:: RAW DATA

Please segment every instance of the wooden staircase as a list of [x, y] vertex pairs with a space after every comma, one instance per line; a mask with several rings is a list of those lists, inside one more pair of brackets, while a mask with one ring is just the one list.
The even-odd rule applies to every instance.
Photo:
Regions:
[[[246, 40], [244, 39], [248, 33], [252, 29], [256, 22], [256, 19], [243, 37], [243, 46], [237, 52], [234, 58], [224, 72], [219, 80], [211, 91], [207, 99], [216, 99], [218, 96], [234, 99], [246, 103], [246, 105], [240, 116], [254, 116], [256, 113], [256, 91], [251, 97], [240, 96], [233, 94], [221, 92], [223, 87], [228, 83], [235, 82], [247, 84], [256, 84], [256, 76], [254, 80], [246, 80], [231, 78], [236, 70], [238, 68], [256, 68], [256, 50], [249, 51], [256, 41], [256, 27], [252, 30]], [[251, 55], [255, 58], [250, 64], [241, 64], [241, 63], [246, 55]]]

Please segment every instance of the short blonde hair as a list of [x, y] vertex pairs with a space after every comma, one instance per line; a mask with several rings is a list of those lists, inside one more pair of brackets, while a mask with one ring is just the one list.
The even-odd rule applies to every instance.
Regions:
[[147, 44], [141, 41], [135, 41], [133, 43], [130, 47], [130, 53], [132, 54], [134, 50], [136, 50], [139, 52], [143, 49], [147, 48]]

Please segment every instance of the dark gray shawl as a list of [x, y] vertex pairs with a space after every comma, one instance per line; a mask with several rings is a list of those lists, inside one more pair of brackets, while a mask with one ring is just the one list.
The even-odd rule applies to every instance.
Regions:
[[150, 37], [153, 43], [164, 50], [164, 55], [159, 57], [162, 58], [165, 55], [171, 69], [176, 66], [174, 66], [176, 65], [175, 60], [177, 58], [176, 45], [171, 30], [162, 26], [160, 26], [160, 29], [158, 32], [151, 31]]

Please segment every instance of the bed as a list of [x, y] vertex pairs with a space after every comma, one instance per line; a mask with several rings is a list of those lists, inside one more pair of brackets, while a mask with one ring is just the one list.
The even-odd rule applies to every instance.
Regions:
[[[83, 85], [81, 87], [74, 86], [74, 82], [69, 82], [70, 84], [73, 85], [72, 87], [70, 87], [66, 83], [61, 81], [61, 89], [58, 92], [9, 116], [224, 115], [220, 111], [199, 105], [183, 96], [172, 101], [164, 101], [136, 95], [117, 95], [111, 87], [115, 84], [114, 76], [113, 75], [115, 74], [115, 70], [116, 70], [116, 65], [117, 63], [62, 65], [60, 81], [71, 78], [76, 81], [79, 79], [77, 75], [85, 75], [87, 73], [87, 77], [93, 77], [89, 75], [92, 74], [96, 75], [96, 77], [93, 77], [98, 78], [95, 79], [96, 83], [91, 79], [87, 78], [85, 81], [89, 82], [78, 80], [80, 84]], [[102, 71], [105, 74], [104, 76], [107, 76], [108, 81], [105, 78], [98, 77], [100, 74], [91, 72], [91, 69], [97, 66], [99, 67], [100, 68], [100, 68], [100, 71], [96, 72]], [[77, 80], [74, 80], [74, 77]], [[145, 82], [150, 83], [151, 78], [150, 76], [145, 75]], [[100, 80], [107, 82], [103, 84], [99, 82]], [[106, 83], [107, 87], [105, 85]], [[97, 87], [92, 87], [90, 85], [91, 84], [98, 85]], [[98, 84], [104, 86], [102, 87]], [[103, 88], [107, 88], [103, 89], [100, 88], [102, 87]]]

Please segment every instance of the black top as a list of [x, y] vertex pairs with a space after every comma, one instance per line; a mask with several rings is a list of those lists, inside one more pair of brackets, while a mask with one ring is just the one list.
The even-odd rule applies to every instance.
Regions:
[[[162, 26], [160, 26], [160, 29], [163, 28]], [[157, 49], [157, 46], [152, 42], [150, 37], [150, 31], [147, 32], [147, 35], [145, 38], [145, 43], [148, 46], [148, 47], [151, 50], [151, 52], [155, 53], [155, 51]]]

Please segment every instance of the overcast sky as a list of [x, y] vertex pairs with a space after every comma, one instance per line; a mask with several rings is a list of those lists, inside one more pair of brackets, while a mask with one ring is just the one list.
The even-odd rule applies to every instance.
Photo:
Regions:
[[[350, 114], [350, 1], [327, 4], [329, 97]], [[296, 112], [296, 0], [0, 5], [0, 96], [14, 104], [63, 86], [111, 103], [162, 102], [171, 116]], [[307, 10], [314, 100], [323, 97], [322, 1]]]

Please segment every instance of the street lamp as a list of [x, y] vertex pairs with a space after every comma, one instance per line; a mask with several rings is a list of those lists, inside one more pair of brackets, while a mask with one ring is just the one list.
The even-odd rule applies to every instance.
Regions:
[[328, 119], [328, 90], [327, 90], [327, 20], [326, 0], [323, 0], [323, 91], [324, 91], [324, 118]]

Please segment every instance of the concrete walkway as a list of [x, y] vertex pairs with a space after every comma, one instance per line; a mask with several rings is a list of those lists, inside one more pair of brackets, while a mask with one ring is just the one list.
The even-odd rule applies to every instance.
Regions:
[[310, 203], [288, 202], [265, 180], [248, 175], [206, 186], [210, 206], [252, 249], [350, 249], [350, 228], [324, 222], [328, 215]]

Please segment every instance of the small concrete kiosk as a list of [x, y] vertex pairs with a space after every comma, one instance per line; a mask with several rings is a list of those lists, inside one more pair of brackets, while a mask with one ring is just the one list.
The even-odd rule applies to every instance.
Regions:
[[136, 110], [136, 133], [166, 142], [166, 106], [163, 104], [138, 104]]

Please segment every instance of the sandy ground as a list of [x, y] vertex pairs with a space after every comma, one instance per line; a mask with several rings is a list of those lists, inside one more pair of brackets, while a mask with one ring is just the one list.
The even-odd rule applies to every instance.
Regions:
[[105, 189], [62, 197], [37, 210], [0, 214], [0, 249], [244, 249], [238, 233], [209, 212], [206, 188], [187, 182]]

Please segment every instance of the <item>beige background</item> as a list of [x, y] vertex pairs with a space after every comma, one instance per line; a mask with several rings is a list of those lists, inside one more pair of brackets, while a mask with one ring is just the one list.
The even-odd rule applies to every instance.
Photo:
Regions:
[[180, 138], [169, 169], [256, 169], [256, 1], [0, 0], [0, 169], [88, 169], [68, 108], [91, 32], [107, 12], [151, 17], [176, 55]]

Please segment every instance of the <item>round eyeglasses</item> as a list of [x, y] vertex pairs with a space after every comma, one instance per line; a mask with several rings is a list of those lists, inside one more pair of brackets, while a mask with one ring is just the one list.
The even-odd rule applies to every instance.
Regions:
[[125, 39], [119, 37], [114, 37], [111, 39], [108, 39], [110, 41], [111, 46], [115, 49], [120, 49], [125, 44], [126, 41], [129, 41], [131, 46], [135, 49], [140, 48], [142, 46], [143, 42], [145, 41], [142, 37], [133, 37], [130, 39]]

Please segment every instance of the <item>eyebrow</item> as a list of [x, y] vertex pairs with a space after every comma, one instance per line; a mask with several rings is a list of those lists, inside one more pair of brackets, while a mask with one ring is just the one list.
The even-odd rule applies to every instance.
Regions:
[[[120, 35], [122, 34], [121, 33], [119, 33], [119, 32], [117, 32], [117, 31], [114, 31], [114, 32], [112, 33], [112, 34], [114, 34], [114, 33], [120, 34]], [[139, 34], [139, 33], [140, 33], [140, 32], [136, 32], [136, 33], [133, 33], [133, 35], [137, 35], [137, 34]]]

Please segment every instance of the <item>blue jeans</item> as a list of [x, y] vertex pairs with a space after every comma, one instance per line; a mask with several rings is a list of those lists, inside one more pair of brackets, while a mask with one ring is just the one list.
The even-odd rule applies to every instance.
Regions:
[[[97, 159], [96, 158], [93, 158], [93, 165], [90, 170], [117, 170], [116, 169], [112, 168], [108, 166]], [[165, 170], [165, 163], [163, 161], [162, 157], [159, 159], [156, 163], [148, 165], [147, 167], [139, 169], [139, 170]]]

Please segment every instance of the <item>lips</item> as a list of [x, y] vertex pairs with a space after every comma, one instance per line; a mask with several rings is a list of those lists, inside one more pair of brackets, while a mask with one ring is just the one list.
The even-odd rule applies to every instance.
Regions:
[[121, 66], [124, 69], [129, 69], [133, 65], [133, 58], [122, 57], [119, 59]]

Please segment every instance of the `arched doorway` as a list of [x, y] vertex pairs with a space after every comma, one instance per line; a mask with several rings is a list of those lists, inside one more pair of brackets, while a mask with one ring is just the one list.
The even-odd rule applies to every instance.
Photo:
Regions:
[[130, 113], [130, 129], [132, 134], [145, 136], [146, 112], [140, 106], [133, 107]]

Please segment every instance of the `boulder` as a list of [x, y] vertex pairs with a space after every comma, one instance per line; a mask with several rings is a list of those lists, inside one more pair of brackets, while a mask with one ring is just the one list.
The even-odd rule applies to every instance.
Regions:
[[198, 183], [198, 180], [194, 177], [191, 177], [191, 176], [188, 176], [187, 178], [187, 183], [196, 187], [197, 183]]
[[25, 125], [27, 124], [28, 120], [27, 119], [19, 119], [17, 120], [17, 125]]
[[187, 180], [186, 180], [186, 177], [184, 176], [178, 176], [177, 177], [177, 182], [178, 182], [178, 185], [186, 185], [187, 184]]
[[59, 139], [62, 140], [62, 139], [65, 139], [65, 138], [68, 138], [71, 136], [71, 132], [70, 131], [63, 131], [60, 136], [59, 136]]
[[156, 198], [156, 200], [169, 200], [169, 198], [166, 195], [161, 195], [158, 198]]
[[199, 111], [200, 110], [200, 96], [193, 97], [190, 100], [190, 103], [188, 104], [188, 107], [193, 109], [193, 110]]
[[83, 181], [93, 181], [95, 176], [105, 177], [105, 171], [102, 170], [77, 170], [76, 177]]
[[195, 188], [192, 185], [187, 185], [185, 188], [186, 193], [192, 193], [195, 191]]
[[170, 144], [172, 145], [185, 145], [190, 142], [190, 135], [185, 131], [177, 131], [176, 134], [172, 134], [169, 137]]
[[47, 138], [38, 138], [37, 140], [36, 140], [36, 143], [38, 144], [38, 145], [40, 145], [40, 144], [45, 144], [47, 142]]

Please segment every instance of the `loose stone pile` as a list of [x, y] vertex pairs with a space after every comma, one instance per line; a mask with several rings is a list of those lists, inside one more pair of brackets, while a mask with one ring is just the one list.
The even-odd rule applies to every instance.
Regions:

::::

THE PROBLEM » Arrange the material from the line with "Please segment every instance of the short" to the line with "49], [147, 48]]" as a numbered list, including both of those lines and leaving out any blank lines.

TASK RESULT »
1. Please segment every instance of the short blonde hair as a list of [x, y] vertex pairs with a space after every comma, one instance per line; a mask with several rings is a list of those lists, inside one more pair of brackets, while a mask with one ring is just the one list.
2. The even-odd rule applies to every instance.
3. Regions:
4. [[147, 44], [141, 41], [135, 41], [133, 43], [130, 47], [130, 53], [132, 54], [134, 50], [136, 50], [139, 52], [143, 49], [147, 48]]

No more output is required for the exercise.